I believe that it was a combination of factors at play here.  The housing (607V2 in the parts diagram in my first post) was sitting too low which I believe was causing the lead screw to bind.  I think this could still do with some adjustment as it doesn't appear to be able to move up enough.  Alternatively a spacer under the lead screw nut may have a similar effect.

In addition to the above I also loosened off the gib a touch and now the handwheel turns freely and smoothly (possibly a little too freely - I keep overshooting the mark on the DRO!).  Still not sure what the rubbing noise is that I'm getting - I think I will save that investigation for another day but for now the lathe is a pleasure to use again!  It was becoming a real pain - especially when i am parting because it reduced the feel through the handwheel so I was less able to guage the pressure on the cutting tip (1mm carbide cutting tips break very easily if you're not careful!).  

Once again thank you to everyone above for your suggestions - If it wasn't for the words of wisdom I'd probably be posting a thread in the shop blunders section on how not to machine the housing!

Sam


----------



## petertha (Jun 14, 2018)
■ ■ ■
▸ **EXERCISES TO COMPLETE**:
1 - According to the forum post about the lathe, which part was sitting too low?
2 - Rewrite everything in the listing from the line containing "Place a point on the dark" down through the line containing "<point>685,1253</point>", replacing "platform" with "concourse" and leaving all else unchanged.

Raw listing
■ ■ ■
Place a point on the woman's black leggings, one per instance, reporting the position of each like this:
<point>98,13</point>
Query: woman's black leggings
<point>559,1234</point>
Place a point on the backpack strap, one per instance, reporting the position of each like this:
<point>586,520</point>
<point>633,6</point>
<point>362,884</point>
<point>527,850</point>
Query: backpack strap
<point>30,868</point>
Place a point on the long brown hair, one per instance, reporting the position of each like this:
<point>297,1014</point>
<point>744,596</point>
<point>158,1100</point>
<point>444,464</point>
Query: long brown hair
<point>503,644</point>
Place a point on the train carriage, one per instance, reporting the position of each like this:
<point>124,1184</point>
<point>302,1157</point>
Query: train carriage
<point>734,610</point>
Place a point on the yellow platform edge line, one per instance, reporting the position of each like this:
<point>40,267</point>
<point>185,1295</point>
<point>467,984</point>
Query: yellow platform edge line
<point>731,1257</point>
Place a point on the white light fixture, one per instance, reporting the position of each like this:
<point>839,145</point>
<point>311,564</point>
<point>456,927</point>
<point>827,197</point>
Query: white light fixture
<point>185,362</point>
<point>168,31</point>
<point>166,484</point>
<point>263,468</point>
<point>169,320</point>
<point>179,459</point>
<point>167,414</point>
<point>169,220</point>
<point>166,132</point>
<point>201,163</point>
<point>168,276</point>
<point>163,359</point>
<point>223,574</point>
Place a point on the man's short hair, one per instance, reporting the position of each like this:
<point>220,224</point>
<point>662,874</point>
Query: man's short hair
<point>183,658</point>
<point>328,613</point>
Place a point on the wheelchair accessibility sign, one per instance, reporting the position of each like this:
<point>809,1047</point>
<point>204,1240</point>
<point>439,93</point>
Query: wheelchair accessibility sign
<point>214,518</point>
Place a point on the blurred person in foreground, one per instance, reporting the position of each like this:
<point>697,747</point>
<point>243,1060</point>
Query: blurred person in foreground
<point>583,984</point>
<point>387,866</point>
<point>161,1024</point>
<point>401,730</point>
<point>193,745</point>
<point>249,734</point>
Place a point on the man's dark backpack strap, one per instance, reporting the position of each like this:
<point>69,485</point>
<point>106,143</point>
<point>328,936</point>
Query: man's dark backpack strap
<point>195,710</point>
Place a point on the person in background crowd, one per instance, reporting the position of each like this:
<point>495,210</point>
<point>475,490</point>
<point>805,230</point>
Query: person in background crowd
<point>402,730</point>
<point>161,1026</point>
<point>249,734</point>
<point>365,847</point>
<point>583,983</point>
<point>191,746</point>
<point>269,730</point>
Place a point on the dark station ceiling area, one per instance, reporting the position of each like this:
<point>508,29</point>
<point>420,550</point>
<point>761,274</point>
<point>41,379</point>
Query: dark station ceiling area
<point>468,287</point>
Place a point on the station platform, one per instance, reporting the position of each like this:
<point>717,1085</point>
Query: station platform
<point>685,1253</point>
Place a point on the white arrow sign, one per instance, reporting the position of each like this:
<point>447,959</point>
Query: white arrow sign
■ ■ ■
▸ **RESPONSES TO THE TASKS**:
1 - The housing (607V2 in the parts diagram) was sitting too low.

2 -
Place a point on the dark station ceiling area, one per instance, reporting the position of each like this:
<point>508,29</point>
<point>420,550</point>
<point>761,274</point>
<point>41,379</point>
Query: dark station ceiling area
<point>468,287</point>
Place a point on the station concourse, one per instance, reporting the position of each like this:
<point>717,1085</point>
Query: station concourse
<point>685,1253</point>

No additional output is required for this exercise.